Written request
Count the lines in the items below that contain the word "evergreen". Reply with the number alone.

Provided information

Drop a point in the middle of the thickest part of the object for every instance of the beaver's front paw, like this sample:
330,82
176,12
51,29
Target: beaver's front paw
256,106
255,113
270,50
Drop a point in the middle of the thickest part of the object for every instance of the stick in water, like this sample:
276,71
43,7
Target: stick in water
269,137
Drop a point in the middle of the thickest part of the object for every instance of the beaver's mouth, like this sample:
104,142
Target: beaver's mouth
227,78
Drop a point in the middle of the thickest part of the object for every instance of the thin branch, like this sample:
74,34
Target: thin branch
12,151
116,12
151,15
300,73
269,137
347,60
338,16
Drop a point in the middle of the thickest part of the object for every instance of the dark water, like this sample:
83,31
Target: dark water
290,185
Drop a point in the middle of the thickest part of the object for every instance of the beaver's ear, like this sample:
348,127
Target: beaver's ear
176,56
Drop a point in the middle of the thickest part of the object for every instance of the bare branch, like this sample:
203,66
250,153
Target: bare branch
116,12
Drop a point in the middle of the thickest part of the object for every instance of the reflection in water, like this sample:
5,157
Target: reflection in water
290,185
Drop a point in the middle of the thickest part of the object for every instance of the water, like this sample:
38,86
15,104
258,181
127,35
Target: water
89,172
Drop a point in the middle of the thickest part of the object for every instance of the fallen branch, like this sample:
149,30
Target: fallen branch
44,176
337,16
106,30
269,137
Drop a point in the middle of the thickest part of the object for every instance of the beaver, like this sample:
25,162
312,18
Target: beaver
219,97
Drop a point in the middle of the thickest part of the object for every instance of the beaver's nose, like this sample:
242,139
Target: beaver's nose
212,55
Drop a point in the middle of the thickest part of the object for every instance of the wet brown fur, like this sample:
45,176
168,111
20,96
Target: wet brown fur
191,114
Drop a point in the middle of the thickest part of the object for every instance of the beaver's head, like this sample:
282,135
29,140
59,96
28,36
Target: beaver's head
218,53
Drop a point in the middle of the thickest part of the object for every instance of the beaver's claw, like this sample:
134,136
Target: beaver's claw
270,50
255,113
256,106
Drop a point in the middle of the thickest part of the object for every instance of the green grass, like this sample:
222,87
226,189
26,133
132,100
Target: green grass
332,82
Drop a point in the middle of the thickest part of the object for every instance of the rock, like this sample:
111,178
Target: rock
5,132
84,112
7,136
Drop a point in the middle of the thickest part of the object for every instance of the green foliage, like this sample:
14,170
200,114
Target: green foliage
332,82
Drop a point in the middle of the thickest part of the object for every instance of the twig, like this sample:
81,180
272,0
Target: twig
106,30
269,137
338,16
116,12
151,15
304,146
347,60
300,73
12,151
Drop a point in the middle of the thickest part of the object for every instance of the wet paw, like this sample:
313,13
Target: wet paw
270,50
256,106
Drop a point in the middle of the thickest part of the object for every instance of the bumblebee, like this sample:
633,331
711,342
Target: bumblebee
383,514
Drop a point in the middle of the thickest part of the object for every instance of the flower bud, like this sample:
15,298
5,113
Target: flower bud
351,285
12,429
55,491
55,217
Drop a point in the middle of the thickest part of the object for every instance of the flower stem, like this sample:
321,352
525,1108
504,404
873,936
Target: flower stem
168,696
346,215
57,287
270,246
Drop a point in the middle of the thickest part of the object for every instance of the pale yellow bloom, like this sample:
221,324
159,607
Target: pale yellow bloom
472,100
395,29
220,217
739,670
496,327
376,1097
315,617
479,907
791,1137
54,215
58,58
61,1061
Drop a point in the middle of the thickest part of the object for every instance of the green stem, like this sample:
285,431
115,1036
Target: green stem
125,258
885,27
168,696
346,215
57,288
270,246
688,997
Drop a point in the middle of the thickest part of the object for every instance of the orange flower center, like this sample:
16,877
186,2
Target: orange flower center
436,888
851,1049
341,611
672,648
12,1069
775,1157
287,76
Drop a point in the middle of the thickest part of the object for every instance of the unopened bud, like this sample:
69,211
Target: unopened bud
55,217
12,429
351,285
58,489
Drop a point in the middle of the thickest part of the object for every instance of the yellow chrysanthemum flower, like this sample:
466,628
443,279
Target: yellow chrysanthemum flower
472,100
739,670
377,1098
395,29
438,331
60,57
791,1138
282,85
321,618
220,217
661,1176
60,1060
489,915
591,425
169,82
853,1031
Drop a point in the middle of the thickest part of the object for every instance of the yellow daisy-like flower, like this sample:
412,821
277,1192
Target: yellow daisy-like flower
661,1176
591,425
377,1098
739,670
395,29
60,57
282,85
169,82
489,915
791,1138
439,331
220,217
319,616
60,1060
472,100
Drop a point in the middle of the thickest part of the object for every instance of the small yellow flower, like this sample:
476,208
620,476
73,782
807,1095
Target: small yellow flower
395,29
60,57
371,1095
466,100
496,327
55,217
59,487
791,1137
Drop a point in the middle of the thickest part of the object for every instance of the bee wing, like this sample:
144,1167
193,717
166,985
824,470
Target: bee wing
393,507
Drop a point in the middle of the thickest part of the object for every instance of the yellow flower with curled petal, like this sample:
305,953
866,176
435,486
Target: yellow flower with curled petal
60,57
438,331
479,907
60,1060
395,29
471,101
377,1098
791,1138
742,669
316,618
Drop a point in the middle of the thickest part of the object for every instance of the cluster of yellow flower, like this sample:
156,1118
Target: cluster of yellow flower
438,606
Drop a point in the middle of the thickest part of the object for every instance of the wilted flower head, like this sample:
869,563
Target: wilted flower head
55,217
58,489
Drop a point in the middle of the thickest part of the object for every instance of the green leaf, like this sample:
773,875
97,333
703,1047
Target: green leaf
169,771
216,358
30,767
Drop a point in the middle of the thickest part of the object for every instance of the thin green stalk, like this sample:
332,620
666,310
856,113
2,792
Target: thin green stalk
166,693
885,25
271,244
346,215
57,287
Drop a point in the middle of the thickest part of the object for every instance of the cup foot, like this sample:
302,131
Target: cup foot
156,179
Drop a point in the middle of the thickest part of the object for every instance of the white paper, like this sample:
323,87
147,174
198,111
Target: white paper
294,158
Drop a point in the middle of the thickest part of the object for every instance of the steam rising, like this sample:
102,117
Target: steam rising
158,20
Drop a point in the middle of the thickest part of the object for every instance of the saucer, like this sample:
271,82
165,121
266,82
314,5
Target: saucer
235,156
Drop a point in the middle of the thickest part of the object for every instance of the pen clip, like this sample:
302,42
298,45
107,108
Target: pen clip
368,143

---

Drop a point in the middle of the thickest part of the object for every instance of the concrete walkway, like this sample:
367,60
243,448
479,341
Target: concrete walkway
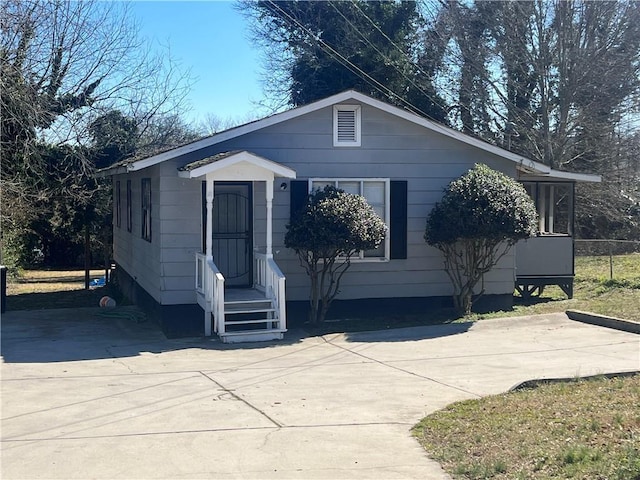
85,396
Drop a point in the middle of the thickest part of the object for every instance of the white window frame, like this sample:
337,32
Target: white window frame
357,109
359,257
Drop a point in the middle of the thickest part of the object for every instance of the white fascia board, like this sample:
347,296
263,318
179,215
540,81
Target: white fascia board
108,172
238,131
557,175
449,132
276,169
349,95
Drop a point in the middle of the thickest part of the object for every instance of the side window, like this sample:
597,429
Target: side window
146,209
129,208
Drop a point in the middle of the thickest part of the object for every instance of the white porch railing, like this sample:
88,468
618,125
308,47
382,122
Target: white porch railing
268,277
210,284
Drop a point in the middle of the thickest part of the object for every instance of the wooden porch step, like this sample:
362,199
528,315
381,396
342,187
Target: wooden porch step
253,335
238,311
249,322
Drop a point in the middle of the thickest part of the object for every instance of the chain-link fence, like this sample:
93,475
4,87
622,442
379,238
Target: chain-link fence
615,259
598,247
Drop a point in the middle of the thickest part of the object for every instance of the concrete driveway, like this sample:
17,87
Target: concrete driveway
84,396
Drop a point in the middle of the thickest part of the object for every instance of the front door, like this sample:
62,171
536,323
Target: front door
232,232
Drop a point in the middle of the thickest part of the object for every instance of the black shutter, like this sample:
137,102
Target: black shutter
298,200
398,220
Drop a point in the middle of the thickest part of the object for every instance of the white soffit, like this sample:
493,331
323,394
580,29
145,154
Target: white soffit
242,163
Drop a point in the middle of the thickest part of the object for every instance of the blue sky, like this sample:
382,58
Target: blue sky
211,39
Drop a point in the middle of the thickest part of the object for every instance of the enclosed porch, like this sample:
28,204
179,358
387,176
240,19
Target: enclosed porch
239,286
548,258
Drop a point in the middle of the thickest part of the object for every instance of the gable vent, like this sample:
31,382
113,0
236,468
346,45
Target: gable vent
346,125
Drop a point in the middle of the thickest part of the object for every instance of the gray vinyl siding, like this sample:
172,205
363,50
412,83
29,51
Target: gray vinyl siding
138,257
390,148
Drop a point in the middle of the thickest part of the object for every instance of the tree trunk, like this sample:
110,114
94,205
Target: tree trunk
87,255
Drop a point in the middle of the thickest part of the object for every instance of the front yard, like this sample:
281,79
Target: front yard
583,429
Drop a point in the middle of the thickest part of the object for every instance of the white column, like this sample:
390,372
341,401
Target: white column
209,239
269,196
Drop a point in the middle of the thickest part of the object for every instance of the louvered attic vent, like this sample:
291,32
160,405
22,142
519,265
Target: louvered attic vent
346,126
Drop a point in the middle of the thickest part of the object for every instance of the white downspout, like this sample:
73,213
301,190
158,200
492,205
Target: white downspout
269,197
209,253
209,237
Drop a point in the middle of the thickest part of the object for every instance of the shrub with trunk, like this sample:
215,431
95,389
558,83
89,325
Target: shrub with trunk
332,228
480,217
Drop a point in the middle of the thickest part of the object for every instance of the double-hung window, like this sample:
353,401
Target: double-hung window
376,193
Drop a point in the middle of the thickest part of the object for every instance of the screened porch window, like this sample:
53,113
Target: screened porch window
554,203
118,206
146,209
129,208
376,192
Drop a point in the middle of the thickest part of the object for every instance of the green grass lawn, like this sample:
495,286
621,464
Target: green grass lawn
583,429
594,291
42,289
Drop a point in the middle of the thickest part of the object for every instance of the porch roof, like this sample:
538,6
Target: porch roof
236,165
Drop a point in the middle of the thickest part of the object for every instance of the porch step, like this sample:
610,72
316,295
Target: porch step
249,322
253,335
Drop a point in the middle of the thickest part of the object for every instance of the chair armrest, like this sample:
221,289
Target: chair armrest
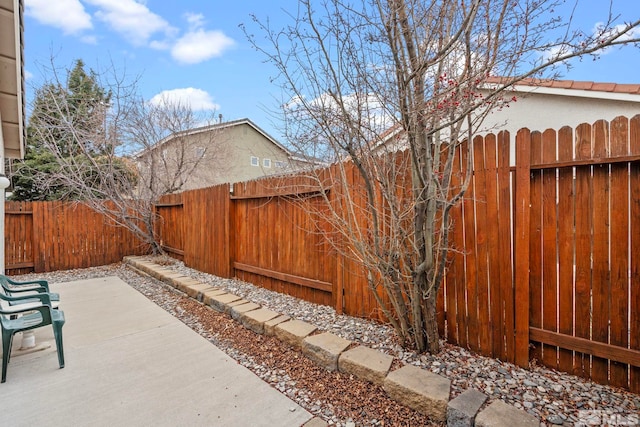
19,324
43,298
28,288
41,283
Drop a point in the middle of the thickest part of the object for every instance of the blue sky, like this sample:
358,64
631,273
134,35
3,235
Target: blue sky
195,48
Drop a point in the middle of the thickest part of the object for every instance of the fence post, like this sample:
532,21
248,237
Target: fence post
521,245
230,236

==

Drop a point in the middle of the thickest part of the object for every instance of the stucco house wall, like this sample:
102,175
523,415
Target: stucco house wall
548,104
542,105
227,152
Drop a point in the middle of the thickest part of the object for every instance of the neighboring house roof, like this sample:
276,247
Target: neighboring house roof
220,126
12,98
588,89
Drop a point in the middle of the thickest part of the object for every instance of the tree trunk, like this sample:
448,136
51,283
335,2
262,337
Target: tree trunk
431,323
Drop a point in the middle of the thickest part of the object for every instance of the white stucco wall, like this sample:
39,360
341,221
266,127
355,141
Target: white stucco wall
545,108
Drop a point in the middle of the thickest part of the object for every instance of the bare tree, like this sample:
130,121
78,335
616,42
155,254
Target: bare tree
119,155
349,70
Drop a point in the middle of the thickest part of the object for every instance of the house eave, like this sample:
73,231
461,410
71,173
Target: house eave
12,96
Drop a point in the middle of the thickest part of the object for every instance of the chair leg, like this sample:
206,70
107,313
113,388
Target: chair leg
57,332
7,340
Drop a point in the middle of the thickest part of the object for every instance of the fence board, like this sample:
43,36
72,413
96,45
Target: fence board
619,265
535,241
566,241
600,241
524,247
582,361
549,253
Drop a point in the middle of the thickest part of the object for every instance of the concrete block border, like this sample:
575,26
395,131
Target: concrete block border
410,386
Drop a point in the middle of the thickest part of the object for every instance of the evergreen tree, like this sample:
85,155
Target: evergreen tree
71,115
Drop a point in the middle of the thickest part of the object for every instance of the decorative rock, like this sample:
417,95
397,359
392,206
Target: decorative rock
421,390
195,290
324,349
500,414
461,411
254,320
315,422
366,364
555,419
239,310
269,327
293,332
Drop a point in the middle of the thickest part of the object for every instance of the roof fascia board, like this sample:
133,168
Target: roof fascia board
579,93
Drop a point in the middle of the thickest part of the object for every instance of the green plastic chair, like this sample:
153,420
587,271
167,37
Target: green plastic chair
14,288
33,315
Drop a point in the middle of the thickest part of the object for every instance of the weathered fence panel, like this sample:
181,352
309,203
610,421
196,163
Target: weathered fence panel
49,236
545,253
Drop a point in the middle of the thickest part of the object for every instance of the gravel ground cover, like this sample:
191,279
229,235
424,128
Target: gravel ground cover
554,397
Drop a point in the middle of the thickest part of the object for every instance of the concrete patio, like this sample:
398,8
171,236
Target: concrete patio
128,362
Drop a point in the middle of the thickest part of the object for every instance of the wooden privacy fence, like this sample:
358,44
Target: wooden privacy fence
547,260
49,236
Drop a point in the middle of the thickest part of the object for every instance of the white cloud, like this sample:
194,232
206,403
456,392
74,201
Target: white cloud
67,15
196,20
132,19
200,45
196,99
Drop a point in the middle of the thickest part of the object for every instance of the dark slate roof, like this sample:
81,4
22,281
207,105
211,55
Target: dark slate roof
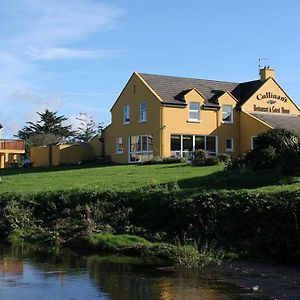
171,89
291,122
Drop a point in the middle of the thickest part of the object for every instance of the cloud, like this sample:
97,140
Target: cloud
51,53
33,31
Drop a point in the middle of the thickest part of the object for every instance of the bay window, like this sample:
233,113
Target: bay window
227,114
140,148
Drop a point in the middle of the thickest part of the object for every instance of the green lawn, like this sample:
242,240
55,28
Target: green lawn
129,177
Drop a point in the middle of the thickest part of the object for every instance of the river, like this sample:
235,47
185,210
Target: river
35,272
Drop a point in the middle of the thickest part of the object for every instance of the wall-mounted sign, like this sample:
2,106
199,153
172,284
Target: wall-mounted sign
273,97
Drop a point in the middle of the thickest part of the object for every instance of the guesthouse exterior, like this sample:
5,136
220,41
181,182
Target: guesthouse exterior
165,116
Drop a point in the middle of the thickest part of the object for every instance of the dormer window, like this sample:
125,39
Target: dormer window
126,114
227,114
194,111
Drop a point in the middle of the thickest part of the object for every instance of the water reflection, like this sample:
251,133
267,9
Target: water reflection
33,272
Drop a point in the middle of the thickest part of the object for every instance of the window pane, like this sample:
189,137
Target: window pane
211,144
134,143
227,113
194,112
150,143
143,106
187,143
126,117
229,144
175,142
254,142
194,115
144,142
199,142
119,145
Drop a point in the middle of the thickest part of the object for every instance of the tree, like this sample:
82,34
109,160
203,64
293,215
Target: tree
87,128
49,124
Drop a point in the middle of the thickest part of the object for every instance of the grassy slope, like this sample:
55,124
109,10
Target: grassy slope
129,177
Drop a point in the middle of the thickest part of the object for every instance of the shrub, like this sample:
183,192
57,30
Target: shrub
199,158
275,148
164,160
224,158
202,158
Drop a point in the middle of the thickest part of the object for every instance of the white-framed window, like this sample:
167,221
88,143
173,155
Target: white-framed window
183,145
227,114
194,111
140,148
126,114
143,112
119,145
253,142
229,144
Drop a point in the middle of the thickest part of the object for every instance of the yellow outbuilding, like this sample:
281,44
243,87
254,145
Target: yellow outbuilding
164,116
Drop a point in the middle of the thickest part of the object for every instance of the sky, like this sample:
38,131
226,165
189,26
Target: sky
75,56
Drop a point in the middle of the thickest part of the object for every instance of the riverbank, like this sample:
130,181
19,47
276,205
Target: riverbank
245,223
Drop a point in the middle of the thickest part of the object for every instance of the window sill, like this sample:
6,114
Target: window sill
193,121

Task solution
2